*** Opening Provided material ***
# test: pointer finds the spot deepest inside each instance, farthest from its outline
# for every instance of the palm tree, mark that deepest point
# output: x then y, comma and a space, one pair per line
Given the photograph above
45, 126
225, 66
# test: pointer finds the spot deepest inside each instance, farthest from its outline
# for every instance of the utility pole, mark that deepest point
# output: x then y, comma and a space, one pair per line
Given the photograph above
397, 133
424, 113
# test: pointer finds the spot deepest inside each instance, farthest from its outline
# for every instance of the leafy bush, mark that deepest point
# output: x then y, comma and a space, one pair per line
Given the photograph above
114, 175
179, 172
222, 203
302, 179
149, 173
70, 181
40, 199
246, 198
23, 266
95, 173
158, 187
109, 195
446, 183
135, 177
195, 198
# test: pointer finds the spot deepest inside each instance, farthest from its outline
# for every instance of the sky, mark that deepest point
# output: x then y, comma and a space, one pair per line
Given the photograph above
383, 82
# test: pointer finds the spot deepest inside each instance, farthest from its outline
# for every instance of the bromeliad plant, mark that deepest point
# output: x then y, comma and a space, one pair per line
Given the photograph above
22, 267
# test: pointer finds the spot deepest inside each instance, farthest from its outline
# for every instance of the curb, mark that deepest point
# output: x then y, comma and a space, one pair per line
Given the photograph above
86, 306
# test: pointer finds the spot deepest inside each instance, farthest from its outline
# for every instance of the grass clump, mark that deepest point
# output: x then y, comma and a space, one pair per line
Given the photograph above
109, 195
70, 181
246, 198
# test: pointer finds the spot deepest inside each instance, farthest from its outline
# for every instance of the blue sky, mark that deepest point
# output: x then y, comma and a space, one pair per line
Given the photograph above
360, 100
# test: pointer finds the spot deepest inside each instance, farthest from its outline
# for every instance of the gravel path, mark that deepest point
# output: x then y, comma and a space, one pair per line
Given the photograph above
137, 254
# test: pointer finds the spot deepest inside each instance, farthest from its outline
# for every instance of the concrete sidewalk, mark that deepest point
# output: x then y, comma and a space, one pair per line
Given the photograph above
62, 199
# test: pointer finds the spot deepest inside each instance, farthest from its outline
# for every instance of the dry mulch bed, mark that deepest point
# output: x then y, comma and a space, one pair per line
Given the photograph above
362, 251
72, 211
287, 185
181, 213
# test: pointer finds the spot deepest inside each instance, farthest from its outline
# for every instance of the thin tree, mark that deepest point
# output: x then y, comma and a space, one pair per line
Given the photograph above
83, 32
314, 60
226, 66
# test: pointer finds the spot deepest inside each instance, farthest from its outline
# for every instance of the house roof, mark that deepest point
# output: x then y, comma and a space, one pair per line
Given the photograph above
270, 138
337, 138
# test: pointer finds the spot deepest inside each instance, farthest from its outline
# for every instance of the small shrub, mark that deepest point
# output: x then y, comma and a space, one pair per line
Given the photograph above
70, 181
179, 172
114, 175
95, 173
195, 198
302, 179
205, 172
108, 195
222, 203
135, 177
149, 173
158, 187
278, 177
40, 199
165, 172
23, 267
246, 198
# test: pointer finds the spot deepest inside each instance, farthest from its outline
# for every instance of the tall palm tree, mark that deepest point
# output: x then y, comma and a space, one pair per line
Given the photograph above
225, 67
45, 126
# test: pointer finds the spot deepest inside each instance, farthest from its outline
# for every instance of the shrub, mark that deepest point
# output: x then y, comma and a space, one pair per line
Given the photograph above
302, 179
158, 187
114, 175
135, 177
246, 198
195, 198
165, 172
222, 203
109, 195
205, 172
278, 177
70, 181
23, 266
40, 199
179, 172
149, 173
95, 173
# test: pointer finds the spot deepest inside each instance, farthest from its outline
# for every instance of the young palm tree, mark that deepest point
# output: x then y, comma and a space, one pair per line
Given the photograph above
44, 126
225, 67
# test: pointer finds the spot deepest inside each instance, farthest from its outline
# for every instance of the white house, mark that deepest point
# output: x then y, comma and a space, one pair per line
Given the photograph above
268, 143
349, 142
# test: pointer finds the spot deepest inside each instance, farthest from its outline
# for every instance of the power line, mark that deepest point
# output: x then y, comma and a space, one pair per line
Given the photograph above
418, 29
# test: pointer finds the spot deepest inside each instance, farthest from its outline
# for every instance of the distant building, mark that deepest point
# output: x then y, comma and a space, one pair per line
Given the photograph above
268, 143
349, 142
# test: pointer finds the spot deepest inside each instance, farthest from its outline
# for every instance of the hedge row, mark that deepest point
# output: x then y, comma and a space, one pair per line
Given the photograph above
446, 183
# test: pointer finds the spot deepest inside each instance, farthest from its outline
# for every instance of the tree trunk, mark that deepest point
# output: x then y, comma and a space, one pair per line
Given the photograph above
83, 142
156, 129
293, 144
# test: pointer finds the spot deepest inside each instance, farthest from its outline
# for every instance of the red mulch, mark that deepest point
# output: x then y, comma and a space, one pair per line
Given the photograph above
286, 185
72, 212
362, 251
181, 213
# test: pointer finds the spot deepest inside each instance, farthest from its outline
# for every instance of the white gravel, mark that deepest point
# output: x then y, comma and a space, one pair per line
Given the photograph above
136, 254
*** Closing Provided material ***
● **Instructions to follow**
All the records above need to be output exactly, with none omitted.

● **Answer to this problem**
# test: pointer finds the spot deepest inside each instance, farthest from its outline
# for every instance of the palm tree, mark that deepest point
# output: x then y, comma and a space, one pair per line
Given the photograph above
45, 126
225, 66
# test: pointer finds the spot deepest inside each instance, farthest from its outline
# for every instance of the utility pole, mark that deepest point
# output: x then y, comma and a space, one pair per line
Given the photograph above
397, 133
424, 113
# test: pointer finds the spot deepest inside each instance, farthest from its outline
# for every instance of the leafy bush, mark that deepest point
# output: x then y, comma and a space, one pair per line
Given the photograph above
114, 175
179, 172
222, 203
302, 179
149, 173
70, 181
40, 199
246, 198
23, 266
95, 173
158, 187
109, 195
446, 183
135, 177
195, 198
# test: pointer finds the spot deepest inside each instance, farthest from its outline
# for every instance of the sky, mark that deepest point
# output: x then y, comma and a space, one pair per line
Given the photograph above
383, 82
# test: pointer finds the spot deepest inside each instance, farthest from its outline
# for every instance of the bromeliad plant, mark that deepest point
# output: x then y, comma and a space, one pair per line
Given the photograph above
22, 267
# test: pointer finds the spot deepest inside each instance, farthest from its outline
# for every instance of the curb, mark that deepest point
# output: x then y, comma and a space, one pair per line
Given the photograph above
86, 306
# test: pointer finds the spot deepest inside each instance, farthest from its outline
# for every instance of the grass clump, mark that deepest point
# output: x then y, comma and a space, one pair per line
Given the photograph above
109, 195
70, 181
246, 198
# test: pointer finds the spot deepest inside each instance, farthest from its outline
# for every instance of the blue sky, mark that deepest point
# output: x then y, comma and a space, one pair per line
Given the photograph above
360, 100
# test: pointer finds the spot deepest inside each instance, farthest from its outline
# for every instance of the gravel path, mark that deepest point
# output: x then y, comma and a space, one pair per line
Given the photograph above
137, 254
# test: pointer finds the spot deepest inside each instance, farthest from its outline
# for every instance of the concrete sidewalk, mark that deepest point
# output: x then y, comma and a space, one pair per line
Given the photograph above
62, 199
# test: pointer finds the spot deepest inside each instance, farthest from its outline
# for every instance of the dry mulch bed, mark that deepest point
# output: x then y, comma and a space, one pair per line
Given the photograph above
362, 251
72, 211
287, 185
181, 213
# test: pointer finds the spot deepest inside each instance, farthest from its outline
# for every instance of the thin tree, mark that deepest point
# output: x then y, comma and a space, one pair per line
Given the photograph above
83, 32
314, 60
226, 66
# test: pointer finds the spot deepest inside each instance, farthest from its outline
# for every instance of the house roof, mark that deepest point
# output: x then y, comma and a space, one pair per line
Given the photograph above
270, 138
337, 138
# test: pointer finds the spot deepest inside each instance, farthest from its outline
# for every instance of the small shrub, mark that deepest point
# output: x then y, comma and a space, one pair per line
Given the photograph above
70, 181
179, 172
114, 175
95, 173
195, 198
302, 179
205, 172
108, 195
222, 203
135, 177
149, 173
158, 187
278, 177
40, 199
165, 172
23, 267
246, 198
# test: pointer finds the spot deepest inside each instance, farthest from its outline
# for every instance of the tall palm tree, mark that deepest point
# output: x then y, comma and a space, one pair per line
Given the photograph above
225, 67
45, 126
# test: pointer finds the spot deepest inside each instance, farthest from its outline
# for every instance of the shrub, mark that deepest point
# output: x then y, comma and a space, one pair per line
Given the photograph above
302, 179
158, 187
114, 175
135, 177
246, 198
195, 198
165, 172
222, 203
109, 195
205, 172
278, 177
70, 181
23, 266
40, 199
179, 172
149, 173
95, 173
# test: pointer finds the spot deepest inside each instance, farthest from its outline
# for every instance of the young palm tree, mark that deepest point
# output: x then y, comma and a space, one pair per line
Given the photograph above
44, 126
225, 67
# test: pointer finds the spot deepest inside each instance, farthest from its outline
# for every instance of the white house, mark that deepest point
# output: x then y, comma and a space, one pair per line
Given the photograph above
268, 143
349, 142
# test: pointer finds the spot deepest inside each instance, farthest from its outline
# for every instance of the power line, mark that deepest point
# output: x then y, comma and a space, one pair per line
Given the photograph above
418, 29
# test: pointer finds the spot deepest inside each instance, farthest from its outline
# for every instance of the distant building, mark that deepest point
# output: x then y, comma and a space, one pair per line
Given the photograph above
268, 143
349, 142
# test: pointer finds the spot deepest inside each instance, farthest from its outline
# for every instance of the hedge row, mark that deepest point
# output: x then y, comma and a space, one pair per line
Given the photograph above
446, 183
# test: pointer finds the spot deepest inside each instance, farthest from its outline
# for every instance of the tree trunk, mark that deepest point
# output: x then y, comma and a space, one pair per line
Given the photograph above
83, 142
156, 129
293, 144
# test: pointer finds the spot deepest inside each instance, farthest from its outline
# for every instance of the red mulch, mark that deepest point
# output: x then y, comma and a space, one pair per line
Given the photograph above
286, 185
72, 212
362, 251
181, 213
# test: pointer finds the spot deepest inside each instance, farthest from its outline
# for every instance of the white gravel, mark that deepest point
# output: x then y, comma and a space, one pair per line
Given the photograph above
136, 254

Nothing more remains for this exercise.